- [Given problem] Rewrite the listing from the line with "Mark the street" to the line with "point(135, 370)", both ends included, keeping the request line unchanged and adding -77 to every x and y coordinate in the answers.

Data records:
>>>>
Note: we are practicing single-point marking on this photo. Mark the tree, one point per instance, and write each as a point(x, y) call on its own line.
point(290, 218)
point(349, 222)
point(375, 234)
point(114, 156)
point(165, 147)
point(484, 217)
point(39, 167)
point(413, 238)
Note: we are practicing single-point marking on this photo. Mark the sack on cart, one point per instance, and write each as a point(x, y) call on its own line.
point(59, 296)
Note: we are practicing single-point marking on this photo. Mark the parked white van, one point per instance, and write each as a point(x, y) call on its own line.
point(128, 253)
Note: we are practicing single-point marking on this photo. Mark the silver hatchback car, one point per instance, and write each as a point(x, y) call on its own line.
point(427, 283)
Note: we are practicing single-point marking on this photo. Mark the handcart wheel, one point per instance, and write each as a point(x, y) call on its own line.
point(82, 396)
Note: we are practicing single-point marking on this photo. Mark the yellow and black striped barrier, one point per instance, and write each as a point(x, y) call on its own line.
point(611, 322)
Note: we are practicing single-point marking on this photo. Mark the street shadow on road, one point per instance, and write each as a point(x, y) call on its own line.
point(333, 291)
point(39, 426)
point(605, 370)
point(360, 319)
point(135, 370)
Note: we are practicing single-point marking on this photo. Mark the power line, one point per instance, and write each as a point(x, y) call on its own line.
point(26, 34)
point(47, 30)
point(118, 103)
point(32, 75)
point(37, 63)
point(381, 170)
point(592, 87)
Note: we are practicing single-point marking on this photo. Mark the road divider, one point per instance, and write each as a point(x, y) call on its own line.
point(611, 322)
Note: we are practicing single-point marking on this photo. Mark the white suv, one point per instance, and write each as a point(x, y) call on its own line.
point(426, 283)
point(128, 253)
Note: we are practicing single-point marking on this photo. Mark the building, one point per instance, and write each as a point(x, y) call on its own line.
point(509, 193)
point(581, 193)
<<<<
- [Result]
Note: we are practicing single-point marking on this photo. Mark the street shadow on road, one point per instance, and write each as a point(x, y) call on its own line.
point(256, 214)
point(-38, 349)
point(528, 293)
point(283, 242)
point(58, 293)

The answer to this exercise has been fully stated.